_WORK TO COMPLETE_
Convert the entries below into a numbered list, omitting any blank lines.

[START OF DATASET]

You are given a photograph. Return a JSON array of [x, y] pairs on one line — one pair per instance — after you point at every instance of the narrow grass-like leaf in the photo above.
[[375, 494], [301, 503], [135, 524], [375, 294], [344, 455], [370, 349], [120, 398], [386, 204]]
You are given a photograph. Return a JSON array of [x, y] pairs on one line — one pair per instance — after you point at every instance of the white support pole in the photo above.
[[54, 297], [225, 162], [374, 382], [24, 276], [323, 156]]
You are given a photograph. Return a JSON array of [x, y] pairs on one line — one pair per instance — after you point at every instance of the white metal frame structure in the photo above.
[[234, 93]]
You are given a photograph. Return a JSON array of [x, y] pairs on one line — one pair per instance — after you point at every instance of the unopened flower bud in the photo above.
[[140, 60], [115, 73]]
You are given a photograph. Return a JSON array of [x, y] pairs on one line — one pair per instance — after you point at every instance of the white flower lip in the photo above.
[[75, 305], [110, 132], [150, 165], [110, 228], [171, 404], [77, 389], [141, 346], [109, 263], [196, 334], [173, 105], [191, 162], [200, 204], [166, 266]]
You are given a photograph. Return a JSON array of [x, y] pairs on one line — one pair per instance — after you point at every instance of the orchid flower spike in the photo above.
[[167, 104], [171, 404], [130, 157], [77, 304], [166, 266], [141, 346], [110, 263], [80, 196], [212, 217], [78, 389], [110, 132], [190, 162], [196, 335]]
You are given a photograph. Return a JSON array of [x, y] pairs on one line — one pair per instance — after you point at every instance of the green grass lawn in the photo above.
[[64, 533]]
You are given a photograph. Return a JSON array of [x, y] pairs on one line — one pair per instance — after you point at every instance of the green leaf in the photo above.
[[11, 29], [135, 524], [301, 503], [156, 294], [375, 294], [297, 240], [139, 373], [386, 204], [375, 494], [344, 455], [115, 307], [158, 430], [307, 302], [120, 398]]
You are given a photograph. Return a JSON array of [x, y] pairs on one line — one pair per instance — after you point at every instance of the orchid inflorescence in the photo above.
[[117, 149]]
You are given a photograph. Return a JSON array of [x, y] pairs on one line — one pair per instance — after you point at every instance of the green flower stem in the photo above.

[END OF DATASET]

_TASK RESULT_
1. You are given a photograph. Return a JSON array of [x, y] pairs on one line — one pair per instance — after you point at every instance of the narrow grass-like leaf in the photo above.
2. [[375, 494], [301, 503], [135, 524], [375, 294], [344, 455], [370, 349], [120, 398], [386, 204]]
3. You are given a photograph. Return a JSON array of [x, y] pairs on one line — one pair per instance — after you point at every instance of the white support pole in the photo above.
4. [[54, 297], [225, 162], [374, 382], [24, 276], [323, 156]]
5. You are given a photograph. Return a JSON array of [x, y] pairs on one line — one pair per instance — after you point at every instance of the white metal frame structure in the photo above.
6. [[234, 93]]
7. You are given a photograph. Return a JSON array of [x, y] pairs on one line — one pair per instance — after you point at every instance of the unopened flower bud in the photo above.
8. [[140, 60], [115, 73]]
9. You are given a photograph. Return a JSON array of [x, y] pairs on one line — one pair per instance — after you point at every instance of the white flower lip in the photo above.
10. [[75, 305], [110, 132], [150, 165], [110, 228], [171, 404], [77, 389], [141, 346], [109, 263], [196, 334], [173, 105], [191, 162], [200, 204], [166, 266]]
11. You are given a photograph. Return a JSON array of [x, y] pairs on one line — one pair per instance — after you point at every instance of the orchid flower spike in the photo above.
12. [[167, 104], [171, 404], [130, 157], [77, 304], [166, 266], [141, 346], [110, 263], [80, 196], [212, 217], [78, 389], [110, 132], [190, 162], [196, 335]]
13. You are given a photograph. Return a JSON array of [x, y] pairs on one line — one pair per instance — after you point at every instance of the green grass lawn in the photo above.
14. [[64, 533]]
15. You are given a photograph. Return a JSON array of [x, y] pairs on one line — one pair per instance — after you point at every instance of the green leaf in the photo above.
16. [[11, 29], [135, 524], [301, 503], [156, 294], [375, 294], [297, 240], [139, 373], [386, 204], [375, 494], [344, 455], [115, 307], [158, 430], [307, 302], [120, 398]]
17. You are given a photograph. Return a JSON array of [x, y] pairs on one line — one pair per instance — after you point at every instance of the orchid inflorescence in the photo above.
18. [[117, 149]]
19. You are given a photograph. Return a JSON array of [x, y] pairs on one line — one pair per instance — after you point at every instance of the green flower stem in the photo above.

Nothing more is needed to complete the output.